* _Exercise 1_:
For the poetry post, decide whether each statement below agrees with the text: (a) the readwritepoem theme this week is panegyrics; (b) the poem is offered as a finished, polished version; (c) greataunt Jane lived at home for 20 years before going to Seacliff. Answer yes or no for each and quote the deciding words.
* _Exercise 2_:
Update the poetry post between "Thursday, December 11, 2008" and "a first draft.", inclusive, replacing "road trip" with "journey".

* _Text block_:
* * *

Pages

Thursday, December 11, 2008

It's Thursday, Time for a Poem

Over at readwritepoem, the theme this week is panegyrics - poems in praise of a person.

This poem is not exactly a panegyric, but it does include affectionate references to several local poets. That's about as close as I usually get to high-flown praise. I've had this one gestating for a couple of weeks or so, since my recent road trip to Dunedin. It's still very much a first draft.

Driving South in the Company of Poets

Every small town and village labelled,
every trickle of water, as if
the land is a map of itself.
Dogleg Stream, Muddy Creek,
Flagswamp Culvert. All these words
begging to be harvested
some of them claimed already
Rhian at Saltwater Creek
Jim at Blueksin Bay,
Bernadette and Joanna at Seacliff,
the old asylum nearby
greataunt Jane unvisited
for quarter of a century
babbling like a Chinaman
and if she had poems in her
no one could tell.

***********

The poets/poems referred to are as follows:
Rhian Gallagher and "Saltwater Creek"
James Norcliffe and "Along Blueskin Road"
Bernadette Hall and her poem "Shaddai" which is set at Seacliff, and includes a conversation with her friend, painter and poet Joanna Margaret Paul.
Seacliff is the site of a former lunatic asylum. My greataunt Jane who was developmentally disabled lived at home for 30 years until her mother died and her sisters could no longer cope, she was then admitted to Seacliff where she died nearly 25 years later. The phrase "babbling like a Chinaman" comes from her hospital file which makes rather sad reading.

She had fallen into a fire and been severely burned as a child, and also had diptheria at the age of five. I can't help feeling that with modern medical treatment she would have fared a great deal better, perhaps been educated at least to a degree, and certainly would not have been classed as a "lunatic".

7 comments:

Anonymous said...

Catherine - This was very captivating. I esocially like your two ending lines:
...and if she had poems in her
no one could tell.


Poignant and bittersweet...

Anonymous said...

I love "as if / the land is a map of itself." Wonderful place names! I relate to these lines so strongly, "all these words / begging to be harvested." Such a spot-on description of the way poets move through the world, "harvesting." Wonderful!

* * *

* _Listed records_:
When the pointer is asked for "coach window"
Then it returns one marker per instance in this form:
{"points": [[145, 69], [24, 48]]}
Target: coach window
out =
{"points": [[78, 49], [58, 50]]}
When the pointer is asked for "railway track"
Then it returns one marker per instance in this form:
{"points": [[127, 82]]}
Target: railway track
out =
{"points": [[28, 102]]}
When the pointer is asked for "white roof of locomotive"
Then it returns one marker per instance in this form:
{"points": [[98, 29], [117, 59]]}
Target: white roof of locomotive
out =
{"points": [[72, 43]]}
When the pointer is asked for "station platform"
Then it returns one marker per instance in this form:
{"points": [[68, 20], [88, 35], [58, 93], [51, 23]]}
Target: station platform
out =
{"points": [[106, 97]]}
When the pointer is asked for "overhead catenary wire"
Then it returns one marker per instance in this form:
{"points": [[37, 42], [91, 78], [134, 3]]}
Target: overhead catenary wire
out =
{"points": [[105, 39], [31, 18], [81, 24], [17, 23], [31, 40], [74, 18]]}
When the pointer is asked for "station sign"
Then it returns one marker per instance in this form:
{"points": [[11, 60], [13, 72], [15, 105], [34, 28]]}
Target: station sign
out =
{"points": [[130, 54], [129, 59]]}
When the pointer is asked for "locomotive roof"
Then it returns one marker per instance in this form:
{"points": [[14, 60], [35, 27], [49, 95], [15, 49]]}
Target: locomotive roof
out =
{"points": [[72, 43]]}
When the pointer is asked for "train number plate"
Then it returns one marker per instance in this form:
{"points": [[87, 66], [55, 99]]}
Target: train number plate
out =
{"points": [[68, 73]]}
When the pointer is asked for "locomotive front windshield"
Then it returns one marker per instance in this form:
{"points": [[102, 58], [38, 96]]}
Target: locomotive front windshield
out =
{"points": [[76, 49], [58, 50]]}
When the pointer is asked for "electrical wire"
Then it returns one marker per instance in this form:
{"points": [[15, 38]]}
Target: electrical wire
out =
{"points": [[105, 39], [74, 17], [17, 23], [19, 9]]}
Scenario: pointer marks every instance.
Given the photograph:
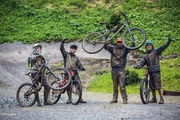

* * *

* _Problem solution 1_:
(a) Yes: "the theme this week is panegyrics - poems in praise of a person."
(b) No: "It's still very much a first draft."
(c) No: "lived at home for 30 years until her mother died"

* _Problem solution 2_:
Thursday, December 11, 2008

It's Thursday, Time for a Poem

Over at readwritepoem, the theme this week is panegyrics - poems in praise of a person.

This poem is not exactly a panegyric, but it does include affectionate references to several local poets. That's about as close as I usually get to high-flown praise. I've had this one gestating for a couple of weeks or so, since my recent journey to Dunedin. It's still very much a first draft.